## Short exercise
Convert the items below into a two-column CSV with the headers item_text and coordinates, one row per item, putting each item's text and its answer in separate quoted fields with line breaks replaced by spaces. Leave the pictures out.

## Provided information
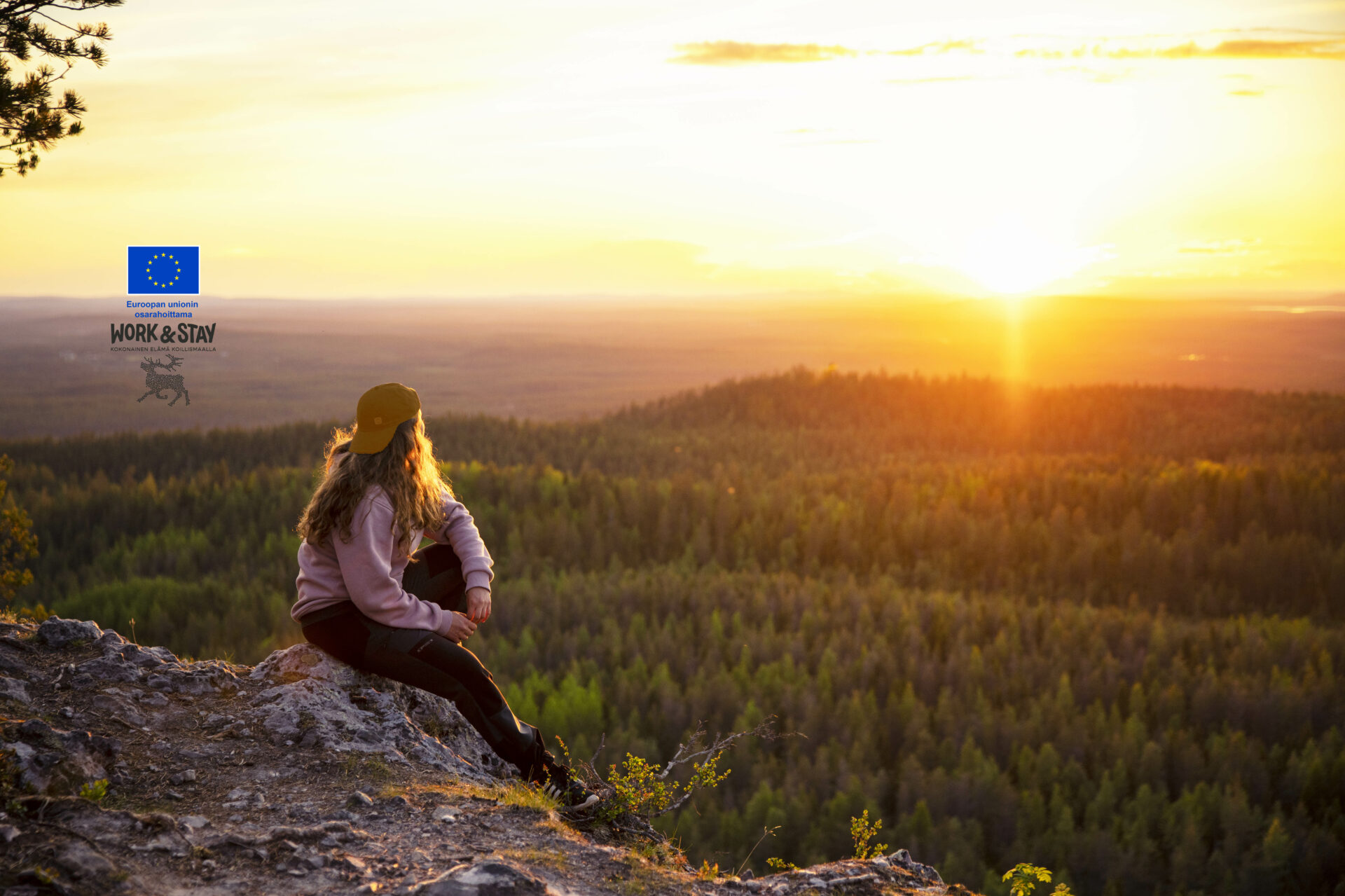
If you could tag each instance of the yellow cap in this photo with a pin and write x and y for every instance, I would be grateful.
(380, 412)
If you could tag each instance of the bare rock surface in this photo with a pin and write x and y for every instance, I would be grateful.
(301, 776)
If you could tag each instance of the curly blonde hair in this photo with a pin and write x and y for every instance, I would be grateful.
(408, 473)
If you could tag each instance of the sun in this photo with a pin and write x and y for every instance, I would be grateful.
(1013, 256)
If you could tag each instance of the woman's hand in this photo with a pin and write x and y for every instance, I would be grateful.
(478, 605)
(459, 628)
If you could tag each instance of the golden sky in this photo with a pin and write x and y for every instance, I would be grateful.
(630, 149)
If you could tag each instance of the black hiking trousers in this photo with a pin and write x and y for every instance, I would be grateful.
(429, 661)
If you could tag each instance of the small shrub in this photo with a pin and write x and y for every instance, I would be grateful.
(527, 797)
(95, 792)
(1023, 878)
(862, 832)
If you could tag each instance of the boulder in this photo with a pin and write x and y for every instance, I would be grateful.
(310, 698)
(55, 631)
(485, 878)
(50, 760)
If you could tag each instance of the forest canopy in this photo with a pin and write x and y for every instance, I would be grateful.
(1094, 628)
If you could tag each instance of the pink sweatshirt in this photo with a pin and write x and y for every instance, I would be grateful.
(369, 571)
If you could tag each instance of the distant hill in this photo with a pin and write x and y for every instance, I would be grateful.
(820, 419)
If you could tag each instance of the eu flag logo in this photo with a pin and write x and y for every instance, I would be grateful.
(163, 270)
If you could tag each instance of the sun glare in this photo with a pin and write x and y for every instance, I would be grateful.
(1013, 257)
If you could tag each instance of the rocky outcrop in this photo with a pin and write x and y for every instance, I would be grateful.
(312, 700)
(301, 776)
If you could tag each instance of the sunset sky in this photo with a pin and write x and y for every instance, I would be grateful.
(1126, 147)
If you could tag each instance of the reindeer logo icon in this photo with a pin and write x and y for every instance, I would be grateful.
(155, 382)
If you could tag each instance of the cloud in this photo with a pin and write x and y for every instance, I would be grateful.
(1242, 50)
(1330, 49)
(932, 80)
(1318, 46)
(733, 53)
(1219, 248)
(935, 48)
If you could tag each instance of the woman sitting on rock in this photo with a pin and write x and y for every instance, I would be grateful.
(371, 603)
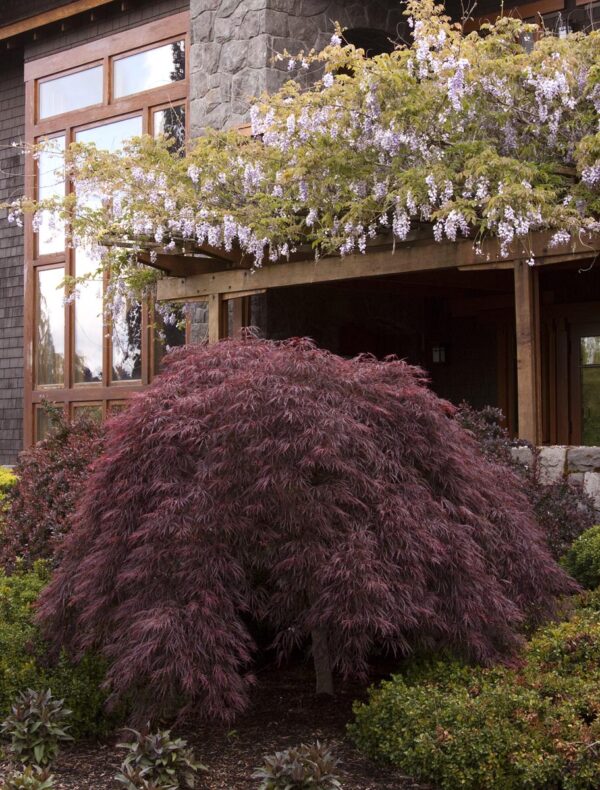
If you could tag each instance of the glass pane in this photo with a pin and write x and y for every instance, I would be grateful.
(50, 325)
(51, 183)
(111, 136)
(44, 423)
(127, 341)
(590, 390)
(89, 411)
(590, 350)
(150, 69)
(169, 333)
(88, 323)
(71, 92)
(170, 122)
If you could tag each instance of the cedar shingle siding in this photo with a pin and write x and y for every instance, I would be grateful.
(12, 127)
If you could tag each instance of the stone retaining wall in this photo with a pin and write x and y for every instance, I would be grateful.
(579, 465)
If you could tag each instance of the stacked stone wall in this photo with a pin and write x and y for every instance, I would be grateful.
(233, 44)
(579, 465)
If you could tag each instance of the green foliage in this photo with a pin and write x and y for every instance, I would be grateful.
(36, 727)
(304, 767)
(468, 132)
(30, 778)
(7, 481)
(536, 726)
(582, 560)
(155, 761)
(24, 663)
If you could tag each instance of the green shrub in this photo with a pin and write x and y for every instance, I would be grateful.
(36, 727)
(29, 779)
(532, 727)
(305, 767)
(582, 560)
(24, 663)
(155, 761)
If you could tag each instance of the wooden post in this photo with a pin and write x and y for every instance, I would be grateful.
(527, 323)
(240, 314)
(217, 318)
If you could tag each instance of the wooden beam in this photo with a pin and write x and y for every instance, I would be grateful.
(414, 256)
(527, 325)
(217, 318)
(48, 17)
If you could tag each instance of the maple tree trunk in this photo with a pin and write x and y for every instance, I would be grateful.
(322, 662)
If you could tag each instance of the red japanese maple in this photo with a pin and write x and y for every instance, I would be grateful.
(323, 497)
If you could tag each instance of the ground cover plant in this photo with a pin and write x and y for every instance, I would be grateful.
(536, 726)
(49, 478)
(336, 503)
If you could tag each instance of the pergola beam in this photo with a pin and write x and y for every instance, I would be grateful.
(414, 256)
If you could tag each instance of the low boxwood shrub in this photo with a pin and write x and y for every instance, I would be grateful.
(582, 560)
(42, 499)
(24, 663)
(535, 726)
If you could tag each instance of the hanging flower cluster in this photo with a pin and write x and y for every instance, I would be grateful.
(472, 135)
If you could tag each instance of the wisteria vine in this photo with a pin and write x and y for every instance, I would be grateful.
(470, 135)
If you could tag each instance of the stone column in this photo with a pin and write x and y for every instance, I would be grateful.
(234, 41)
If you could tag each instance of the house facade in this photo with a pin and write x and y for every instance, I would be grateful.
(497, 333)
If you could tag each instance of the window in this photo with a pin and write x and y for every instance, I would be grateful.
(50, 323)
(51, 183)
(104, 93)
(149, 69)
(71, 92)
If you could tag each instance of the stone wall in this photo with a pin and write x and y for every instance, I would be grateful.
(233, 42)
(579, 465)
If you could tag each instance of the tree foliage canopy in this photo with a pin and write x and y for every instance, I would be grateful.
(475, 134)
(277, 483)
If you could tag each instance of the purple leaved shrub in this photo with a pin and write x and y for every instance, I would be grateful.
(335, 502)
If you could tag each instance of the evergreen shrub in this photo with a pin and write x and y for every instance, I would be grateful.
(50, 479)
(533, 726)
(24, 662)
(582, 560)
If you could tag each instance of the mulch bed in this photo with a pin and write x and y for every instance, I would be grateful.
(284, 712)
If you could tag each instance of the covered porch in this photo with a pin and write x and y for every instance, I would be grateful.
(492, 332)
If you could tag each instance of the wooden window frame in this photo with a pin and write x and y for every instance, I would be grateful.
(102, 51)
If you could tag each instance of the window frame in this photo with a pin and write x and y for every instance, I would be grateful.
(101, 51)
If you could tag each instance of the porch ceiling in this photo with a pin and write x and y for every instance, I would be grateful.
(199, 272)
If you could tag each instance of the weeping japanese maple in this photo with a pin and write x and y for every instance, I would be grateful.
(328, 499)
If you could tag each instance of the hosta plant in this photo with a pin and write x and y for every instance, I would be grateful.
(36, 727)
(156, 761)
(304, 767)
(30, 778)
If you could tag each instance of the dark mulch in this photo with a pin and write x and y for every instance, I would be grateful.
(284, 712)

## Solution to this exercise
item_text,coordinates
"If you could tag each instance of the yellow cap in this photo with a pin and write x and y for every instance, I would be grateful.","(380, 412)"
"If you could tag each instance of the bare rock surface in this photo with a pin and write x and y for every instance, I would be grateful.","(301, 776)"
"If you could tag each instance of the curly blonde hair in this photo with a pin and write x and y for every instance, I would be grateful.","(408, 473)"
"If you could tag each instance of the sun in this photo with a pin and write x and y for every instance, I would be grateful.","(1013, 256)"
"If you could tag each instance of the woman's hand in this photo with a pin and write x and y for every instance, I would be grateful.","(478, 605) (459, 628)"
"If you could tag each instance of the golden sky in this photo with a pin and write x and y for every instance, I would be grateful.","(630, 149)"
"If you could tag each instance of the black hiking trousers in this photo with a pin and write x and y for every instance, I would be grateful.","(429, 661)"
"If you could tag each instance of the small shrub in this photo with a pin and write x and y for every instance, I would be grateful.","(527, 797) (95, 792) (1023, 878) (862, 832)"
"If you could tag each instance of the boulder in this photo with a pin and write x and y for every instance, I would be grateful.","(310, 698) (55, 631) (485, 878) (50, 760)"
"If you could tag each instance of the forest canopy in this photo with a pin and write x and y for every instance, I would be grateful.","(1094, 628)"
"If you could tag each instance of the pink sweatshirt in this photo with a pin and write x and y for every instance, I would be grateful.","(369, 571)"
"If you could tag each instance of the distant hill in this photo with a pin and write x and y for every instance, I would be grateful.","(820, 419)"
"If you could tag each instance of the eu flag logo in this photo with a pin and write x and y for every instance, I would be grateful.","(163, 270)"
"If you could tag each instance of the sun glare in this photo with a pin and write x and y for every instance, I would be grateful.","(1013, 257)"
"If you could tag each instance of the rocky outcrop in this photo with a pin and write x and y for every instance, I would be grateful.","(312, 700) (301, 776)"
"If you could tag each instance of the sunset sky in this photo with a pin and write x and y for every instance, I would be grateful.","(1126, 147)"
"If you could tag each instance of the reindeer logo icon in this photo with a pin and write x and y for every instance, I would be grateful.","(155, 382)"
"If you could tag each instance of the cloud in this photo with a pin and write x and y for every instance, I would be grateful.","(1242, 50) (1330, 49) (932, 80) (1318, 46) (733, 53) (1219, 248) (935, 48)"
"If you could tag each instance of the woman sitting on rock in this photo with a pin and write x and y for every instance, I would be grateful.","(371, 603)"
"If you could tag each instance of the glass pane in this photo with a pin and write x and y for every instance, I would be grateful.","(50, 325) (51, 183) (111, 136) (44, 423) (127, 341) (590, 390) (89, 411) (590, 350) (150, 69) (169, 333) (88, 323) (71, 92) (170, 122)"
"If you could tag each instance of the cedar shingle siding in this photo with a pin and write x and y for every instance, I would be grateful.","(12, 127)"
"If you could tag each instance of the stone retaining wall in this photo with a pin and write x and y for every instance, I would be grateful.","(579, 465)"
"If you could tag each instance of the stacked stone wall in this photo with a pin and write x and y for every instance, I would be grateful.","(233, 44) (579, 465)"
"If you could tag each instance of the green foliage in this photo with a pin and write x and y for every instance, I would be grateful.","(36, 727) (304, 767) (468, 132) (30, 778) (7, 481) (536, 726) (582, 560) (155, 761) (24, 663)"
"If you could tag each instance of the green shrub in this photo with a pin and write x and y for every instance, I would be grateful.","(36, 727) (29, 779) (532, 727) (305, 767) (582, 560) (24, 663) (155, 761)"
"If you could tag each instance of the wooden post in this photo with a pin and write x and y for every instance, I would be grateful.","(527, 323) (240, 314) (217, 318)"
"If you could tag each instance of the wooden beam in this photo with a pin and write x and y for every instance, I would be grateful.","(414, 256) (527, 325) (217, 318) (48, 17)"
"If you could tag each instance of the maple tree trunk in this photo with a pin and write x and y for every instance, I would be grateful.","(322, 662)"
"If you could tag each instance of the red japanese maple in this photo with a pin and write x and y for every instance, I would be grateful.","(323, 497)"
"If you could tag each instance of the ground cover plant in this photo with a pin and write x and y for every instance, I would be grateful.","(536, 726) (49, 478) (336, 503)"
"If you could tag each instance of the pergola beam in this photo with a pin and write x and y for every instance, I would be grateful.","(414, 256)"
"If you could tag each instance of the low boxwood shrub in this photo with a pin and write x and y for every instance, I would be grateful.","(582, 560) (42, 499) (24, 663) (535, 726)"
"If you could tag each instance of the hanging flower cluster in this photo with a pin and write x and y for every instance, I would be grateful.","(472, 135)"
"If you could tag each instance of the wisteria vine in this photo with a pin and write x and y for every instance, I would be grateful.","(470, 135)"
"If you could tag each instance of the stone column in this photo with a pin and write x and y for every instance, I would be grateful.","(234, 41)"
"If you could tag each instance of the house facade in this photo with a pin and write x and y for every instance, I would be grateful.","(497, 333)"
"If you could tag each instance of the window in this photo with a pin and write x and y for every instance, I would be grateful.","(50, 323) (51, 183) (104, 93) (149, 69) (71, 92)"
"If you could tag each instance of the stone wall in this photo with a pin and write x and y for every instance, I would be grateful.","(233, 42) (579, 465)"
"If you could tag each instance of the tree foliage canopy in this photo with a pin and write x and y for every instance, I would be grateful.","(475, 134) (277, 483)"
"If you could tag each instance of the purple leaved shrub in this photo with a pin and write x and y for every instance, I would be grateful.","(335, 502)"
"If you could tag each instance of the evergreen shrub in this photo with a pin and write x and y for every instance, I would be grateful.","(50, 479) (533, 726) (24, 662) (582, 560)"
"If you could tag each instance of the mulch bed in this photo with a pin and write x and y for every instance, I would be grateful.","(284, 712)"
"If you could tag each instance of the covered porch in this photo with a pin and write x and y for every instance, I would be grateful.","(492, 332)"
"If you could tag each instance of the wooden window frame in this photo with a pin and write x and y for every instance, I would be grateful.","(102, 51)"
"If you could tag each instance of the window frame in this photo with a pin and write x and y for every instance, I would be grateful.","(101, 51)"
"If you could tag each instance of the porch ceiling in this photo with a pin and write x and y for every instance, I would be grateful.","(199, 272)"
"If you could tag each instance of the weeping japanese maple in this photo with a pin and write x and y for every instance, I would be grateful.","(328, 499)"
"If you could tag each instance of the hosta plant in this photo with a pin and write x and y for every instance, I would be grateful.","(36, 727) (156, 761) (304, 767) (30, 778)"
"If you could tag each instance of the dark mulch in this photo with a pin and write x and y for every instance, I would be grateful.","(284, 712)"